[EXERCISE DATA Boundary: Start]

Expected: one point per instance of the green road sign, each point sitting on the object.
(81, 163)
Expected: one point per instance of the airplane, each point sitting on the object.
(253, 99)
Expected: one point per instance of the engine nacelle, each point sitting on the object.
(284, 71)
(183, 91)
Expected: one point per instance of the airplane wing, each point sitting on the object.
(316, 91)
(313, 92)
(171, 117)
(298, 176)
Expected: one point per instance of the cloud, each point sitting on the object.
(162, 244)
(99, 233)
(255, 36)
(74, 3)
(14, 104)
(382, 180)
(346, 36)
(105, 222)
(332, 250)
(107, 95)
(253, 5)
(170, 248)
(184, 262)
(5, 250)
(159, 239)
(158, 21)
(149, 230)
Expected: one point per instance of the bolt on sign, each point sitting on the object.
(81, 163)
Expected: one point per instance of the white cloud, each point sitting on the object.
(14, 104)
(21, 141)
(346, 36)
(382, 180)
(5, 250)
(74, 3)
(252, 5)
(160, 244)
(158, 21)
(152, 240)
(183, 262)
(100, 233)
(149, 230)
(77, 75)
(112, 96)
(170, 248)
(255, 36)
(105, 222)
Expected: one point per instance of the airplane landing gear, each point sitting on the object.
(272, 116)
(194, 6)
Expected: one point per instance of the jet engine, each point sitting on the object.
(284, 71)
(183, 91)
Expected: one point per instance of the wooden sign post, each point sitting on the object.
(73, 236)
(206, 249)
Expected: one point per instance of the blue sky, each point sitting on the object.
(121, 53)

[EXERCISE DATA Boundary: End]

Each line above must be reproduced exactly as it stands.

● OUTPUT BELOW
Expected: one point per instance of the green road sign, each point sitting on the object.
(81, 163)
Expected: one point per instance of the airplane, each point sitting on the object.
(253, 99)
Expected: one point per instance of the engine nacelle, each point sitting on the object.
(284, 71)
(183, 91)
Expected: one point per instance of the airplane wing, each point sitting on the object.
(316, 91)
(313, 92)
(171, 117)
(298, 176)
Expected: one point per instance of the cloud, each point sitting on the object.
(162, 244)
(99, 233)
(255, 36)
(74, 3)
(14, 104)
(382, 180)
(346, 36)
(105, 222)
(332, 250)
(107, 95)
(253, 5)
(170, 248)
(184, 262)
(5, 250)
(159, 239)
(158, 21)
(149, 230)
Expected: one point per instance of the bolt on sign, each point sitting on the object.
(81, 163)
Expected: one point per instance of the white cloud, each point sitting on the object.
(14, 104)
(21, 141)
(346, 36)
(382, 180)
(5, 250)
(74, 3)
(252, 5)
(160, 244)
(158, 21)
(152, 240)
(183, 262)
(100, 233)
(149, 230)
(77, 75)
(112, 96)
(170, 248)
(255, 36)
(105, 222)
Expected: one point per instance of the airplane landing gear, each point sitting on the object.
(272, 116)
(194, 6)
Expected: one point per instance of the jet engine, each point sitting on the object.
(284, 71)
(183, 91)
Expected: one point per instance of the wooden sign post, each point sitting on the object.
(73, 236)
(206, 249)
Expected: one point per instance of the blue sky, each point sitting on the object.
(121, 53)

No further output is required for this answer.